WORK REQUEST
Down to the last line, write out the entries below exactly and omit all pictures.

DATA PROVIDED Start Marker

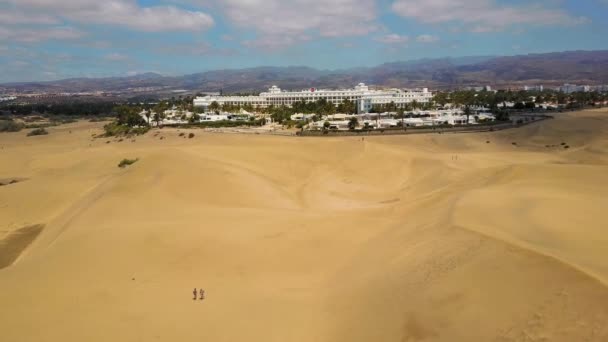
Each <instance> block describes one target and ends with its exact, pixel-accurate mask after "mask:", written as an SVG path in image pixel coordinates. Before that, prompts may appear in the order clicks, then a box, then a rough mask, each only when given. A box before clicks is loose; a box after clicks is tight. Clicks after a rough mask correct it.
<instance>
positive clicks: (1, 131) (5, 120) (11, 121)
mask: <svg viewBox="0 0 608 342" xmlns="http://www.w3.org/2000/svg"><path fill="white" fill-rule="evenodd" d="M24 127H25V125H24V124H22V123H19V122H15V121H13V120H0V132H19V131H20V130H22V129H23V128H24Z"/></svg>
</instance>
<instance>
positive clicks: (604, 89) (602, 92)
mask: <svg viewBox="0 0 608 342" xmlns="http://www.w3.org/2000/svg"><path fill="white" fill-rule="evenodd" d="M595 90H596V91H598V92H602V93H604V92H608V84H604V85H599V86H597V87H596V88H595Z"/></svg>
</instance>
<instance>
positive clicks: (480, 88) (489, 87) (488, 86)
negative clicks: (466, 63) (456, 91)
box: [465, 86, 492, 92]
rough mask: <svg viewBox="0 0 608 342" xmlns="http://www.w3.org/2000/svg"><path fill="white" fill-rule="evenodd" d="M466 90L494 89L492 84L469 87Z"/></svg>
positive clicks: (488, 89)
mask: <svg viewBox="0 0 608 342" xmlns="http://www.w3.org/2000/svg"><path fill="white" fill-rule="evenodd" d="M465 89H466V90H474V91H477V92H479V91H492V87H490V86H479V87H467V88H465Z"/></svg>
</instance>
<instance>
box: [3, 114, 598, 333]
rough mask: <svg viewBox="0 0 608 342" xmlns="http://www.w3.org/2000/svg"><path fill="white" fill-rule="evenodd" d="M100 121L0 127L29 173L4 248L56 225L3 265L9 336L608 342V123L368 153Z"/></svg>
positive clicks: (14, 151) (573, 120)
mask: <svg viewBox="0 0 608 342" xmlns="http://www.w3.org/2000/svg"><path fill="white" fill-rule="evenodd" d="M101 125H102V124H99V123H77V124H70V125H65V126H60V127H57V128H51V129H49V132H50V134H49V135H47V136H39V137H27V138H26V137H25V132H19V133H7V134H0V179H16V178H17V179H25V181H22V182H19V183H15V184H11V185H8V186H2V187H0V239H4V241H5V243H6V241H8V240H7V239H8V237H9V236H12V234H13V232H15V231H17V230H18V229H20V228H21V227H25V226H32V225H37V224H43V225H45V228H44V229H43V230H42V232H41V233H40V235H39V236H38V237H37V238H36V239H35V240H34V242H33V243H31V244H30V245H29V247H27V248H26V249H25V250H24V251H23V252H22V253H21V255H20V256H19V258H18V259H17V260H16V262H14V263H13V264H12V265H11V266H8V267H6V268H3V269H1V270H0V340H2V341H10V342H13V341H17V342H20V341H36V342H38V341H61V342H71V341H74V342H76V341H78V342H80V341H214V342H215V341H264V342H269V341H277V342H285V341H302V342H310V341H328V342H329V341H331V342H333V341H348V342H354V341H398V342H402V341H608V288H607V287H606V286H607V284H608V231H607V230H608V216H607V215H606V213H607V210H608V111H606V110H596V111H587V112H580V113H573V114H560V115H558V117H557V118H556V119H554V120H549V121H545V122H542V123H537V124H532V125H530V126H527V127H524V128H520V129H516V130H509V131H502V132H495V133H477V134H442V135H424V136H422V135H417V136H391V137H368V138H366V139H365V140H364V141H362V140H361V138H357V137H352V138H325V139H324V138H295V137H277V136H262V135H260V136H256V135H228V134H212V133H203V132H202V131H197V130H194V131H193V132H194V133H195V134H196V136H195V137H194V138H193V139H185V138H183V137H180V136H179V134H180V133H181V132H187V133H189V131H184V130H182V131H177V130H174V129H163V130H160V131H153V132H151V133H149V134H148V135H146V136H143V137H138V138H136V141H135V142H132V141H131V140H129V139H127V140H124V141H122V142H117V141H116V140H115V139H114V140H112V139H110V141H111V142H110V143H109V144H108V143H106V141H108V139H91V135H92V134H94V133H99V132H100V130H101V129H100V128H101ZM156 133H159V134H158V135H157V136H155V134H156ZM160 137H164V139H162V140H161V139H160ZM513 143H515V144H513ZM562 143H565V144H566V145H568V146H569V148H568V149H566V148H564V146H563V145H562ZM124 158H128V159H135V158H139V161H138V162H137V163H135V164H133V165H131V166H129V167H127V168H125V169H120V168H118V167H117V164H118V162H119V161H120V160H122V159H124ZM195 287H196V288H203V289H204V290H205V293H206V298H205V300H204V301H193V300H192V290H193V288H195Z"/></svg>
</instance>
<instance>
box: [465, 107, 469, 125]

DATA PROVIDED End Marker

RESPONSE TO THE TASK
Each <instance> block describes one target and ends with its exact, pixel-accurate mask after "mask:", written as an SVG path in image pixel coordinates. Before that, prompts may appear in the order clicks, then a box, then a rough mask, each only when given. A box before clicks is loose; a box after clicks is tight. Clicks after a rough mask correct it.
<instance>
positive clicks: (1, 131) (5, 120) (11, 121)
mask: <svg viewBox="0 0 608 342" xmlns="http://www.w3.org/2000/svg"><path fill="white" fill-rule="evenodd" d="M24 127H25V125H24V124H22V123H19V122H15V121H13V120H0V132H19V131H20V130H22V129H23V128H24Z"/></svg>
</instance>
<instance>
positive clicks: (604, 89) (602, 92)
mask: <svg viewBox="0 0 608 342" xmlns="http://www.w3.org/2000/svg"><path fill="white" fill-rule="evenodd" d="M595 90H596V91H598V92H602V93H604V92H608V84H604V85H599V86H597V87H596V88H595Z"/></svg>
</instance>
<instance>
positive clicks: (480, 88) (489, 87) (488, 86)
negative clicks: (466, 63) (456, 91)
box: [465, 86, 492, 92]
rough mask: <svg viewBox="0 0 608 342" xmlns="http://www.w3.org/2000/svg"><path fill="white" fill-rule="evenodd" d="M466 90L494 89L492 84L469 87Z"/></svg>
positive clicks: (488, 89)
mask: <svg viewBox="0 0 608 342" xmlns="http://www.w3.org/2000/svg"><path fill="white" fill-rule="evenodd" d="M465 89H466V90H474V91H477V92H479V91H492V87H490V86H479V87H467V88H465Z"/></svg>
</instance>
<instance>
box: [3, 114, 598, 333]
rough mask: <svg viewBox="0 0 608 342" xmlns="http://www.w3.org/2000/svg"><path fill="white" fill-rule="evenodd" d="M100 121L0 127L29 173L4 248L56 225L3 265L9 336L608 342V123L368 153Z"/></svg>
positive clicks: (14, 151) (573, 120)
mask: <svg viewBox="0 0 608 342" xmlns="http://www.w3.org/2000/svg"><path fill="white" fill-rule="evenodd" d="M101 125H102V124H99V123H77V124H70V125H65V126H60V127H57V128H51V129H49V132H50V134H49V135H47V136H39V137H27V138H26V137H25V132H19V133H7V134H0V179H16V178H17V179H25V181H22V182H19V183H15V184H11V185H8V186H2V187H0V239H4V241H5V243H6V241H8V240H7V239H8V237H9V236H12V234H13V232H15V231H17V230H18V229H20V228H21V227H25V226H32V225H37V224H43V225H45V228H44V229H43V230H42V232H41V233H40V235H39V236H38V237H37V238H36V239H35V240H34V242H33V243H31V244H30V245H29V247H27V248H26V249H25V250H24V251H23V252H22V253H21V255H20V256H19V258H18V259H17V260H16V262H14V263H13V264H12V265H11V266H8V267H6V268H3V269H1V270H0V340H2V341H10V342H13V341H17V342H20V341H36V342H38V341H61V342H71V341H74V342H76V341H78V342H80V341H214V342H215V341H264V342H269V341H277V342H285V341H302V342H310V341H328V342H329V341H331V342H333V341H348V342H354V341H398V342H402V341H608V288H607V287H606V286H607V284H608V231H607V230H608V216H607V215H606V213H607V210H608V111H606V110H596V111H587V112H580V113H573V114H560V115H558V117H557V118H556V119H554V120H549V121H545V122H542V123H537V124H532V125H530V126H527V127H524V128H520V129H516V130H509V131H502V132H495V133H477V134H442V135H424V136H422V135H417V136H391V137H368V138H366V139H365V140H364V141H362V140H361V138H357V137H352V138H325V139H324V138H295V137H277V136H262V135H260V136H256V135H228V134H212V133H203V132H202V131H197V130H194V131H193V132H194V133H195V134H196V136H195V137H194V138H193V139H185V138H183V137H180V136H179V134H180V133H181V132H187V133H189V131H184V130H182V131H177V130H174V129H163V130H160V131H153V132H151V133H149V134H148V135H146V136H143V137H138V138H136V141H135V142H132V141H131V140H129V139H127V140H124V141H122V142H117V141H116V140H115V139H114V140H112V139H110V141H111V142H110V143H109V144H108V143H106V141H108V139H91V135H92V134H94V133H99V132H100V130H101V129H100V128H101ZM156 133H159V134H158V135H157V136H155V134H156ZM160 137H164V139H162V140H161V139H160ZM513 143H515V144H513ZM562 143H565V144H566V145H568V146H569V148H568V149H566V148H564V146H563V145H562ZM124 158H128V159H135V158H139V161H138V162H137V163H135V164H133V165H131V166H129V167H127V168H125V169H120V168H118V167H117V164H118V162H119V161H120V160H122V159H124ZM195 287H196V288H203V289H204V290H205V293H206V298H205V300H204V301H193V300H192V290H193V288H195Z"/></svg>
</instance>
<instance>
box: [465, 107, 469, 125]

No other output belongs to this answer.